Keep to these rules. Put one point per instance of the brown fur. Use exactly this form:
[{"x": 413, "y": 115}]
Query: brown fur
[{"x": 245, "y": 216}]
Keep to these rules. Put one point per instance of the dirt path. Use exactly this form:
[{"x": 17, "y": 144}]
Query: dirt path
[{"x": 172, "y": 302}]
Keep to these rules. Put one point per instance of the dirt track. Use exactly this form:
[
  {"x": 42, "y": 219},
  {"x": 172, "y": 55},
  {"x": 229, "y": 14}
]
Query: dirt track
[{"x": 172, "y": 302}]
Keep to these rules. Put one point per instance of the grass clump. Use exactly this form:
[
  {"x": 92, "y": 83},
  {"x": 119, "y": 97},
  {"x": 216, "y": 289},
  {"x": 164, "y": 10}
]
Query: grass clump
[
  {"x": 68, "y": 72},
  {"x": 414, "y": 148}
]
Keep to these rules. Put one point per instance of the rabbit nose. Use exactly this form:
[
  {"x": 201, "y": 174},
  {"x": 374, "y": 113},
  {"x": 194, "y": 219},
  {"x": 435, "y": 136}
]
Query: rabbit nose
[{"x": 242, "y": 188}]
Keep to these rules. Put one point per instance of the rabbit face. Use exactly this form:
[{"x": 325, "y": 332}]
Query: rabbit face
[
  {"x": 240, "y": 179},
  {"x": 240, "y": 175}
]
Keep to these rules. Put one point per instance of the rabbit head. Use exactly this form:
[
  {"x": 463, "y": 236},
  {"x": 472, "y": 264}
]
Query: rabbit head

GIVEN EXERCISE: Rewrite the listing above, changing every "instance" to "occurrence" and leaving everything else unchanged.

FULL RESPONSE:
Keep to these rules. Put one point per occurrence of the brown fur. Use exactly this form:
[{"x": 413, "y": 115}]
Query: brown fur
[{"x": 245, "y": 216}]
Keep to these rules. Put one point per occurrence of the dirt path. Use exactly this form:
[{"x": 17, "y": 144}]
Query: dirt path
[{"x": 172, "y": 302}]
Keep to these rules. Put one point per occurrence of the dirt track. Use exactly this form:
[
  {"x": 42, "y": 219},
  {"x": 172, "y": 55},
  {"x": 229, "y": 14}
]
Query: dirt track
[{"x": 172, "y": 302}]
Keep to these rules. Put one point per occurrence of the grass clump. Use exactly this form:
[
  {"x": 92, "y": 83},
  {"x": 119, "y": 97},
  {"x": 216, "y": 289},
  {"x": 164, "y": 10}
]
Query: grass clump
[
  {"x": 68, "y": 72},
  {"x": 414, "y": 148}
]
Keep to these rules. Put one point per occurrence of the rabbit nose. Use exactly this form:
[
  {"x": 201, "y": 174},
  {"x": 374, "y": 113},
  {"x": 194, "y": 219},
  {"x": 435, "y": 136}
]
Query: rabbit nose
[{"x": 242, "y": 188}]
Keep to these rules. Put one point per occurrence of the rabbit face. Use exactly this form:
[{"x": 325, "y": 332}]
Query: rabbit face
[
  {"x": 240, "y": 179},
  {"x": 240, "y": 175}
]
Keep to these rules. Put one point per occurrence of the rabbit head. Use exactly this form:
[
  {"x": 463, "y": 236},
  {"x": 472, "y": 264}
]
Query: rabbit head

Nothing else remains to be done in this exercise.